**Work instructions**
How many lines in the rows below contain the string "marten", counting only matches with the same case? Reply with the number alone.

[Position identification rows]
^^^^^^^^

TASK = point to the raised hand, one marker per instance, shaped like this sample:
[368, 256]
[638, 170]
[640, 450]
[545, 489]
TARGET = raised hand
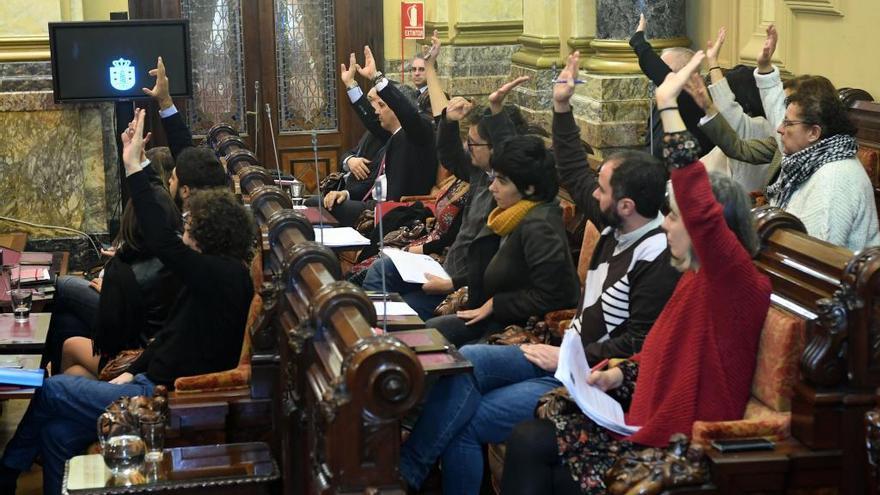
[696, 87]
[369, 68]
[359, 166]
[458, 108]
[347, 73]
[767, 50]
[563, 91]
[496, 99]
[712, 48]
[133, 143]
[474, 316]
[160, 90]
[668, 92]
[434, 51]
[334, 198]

^^^^^^^^

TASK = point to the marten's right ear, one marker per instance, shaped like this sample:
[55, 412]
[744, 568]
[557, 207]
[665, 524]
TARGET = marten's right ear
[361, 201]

^^^^^^^^

**The output**
2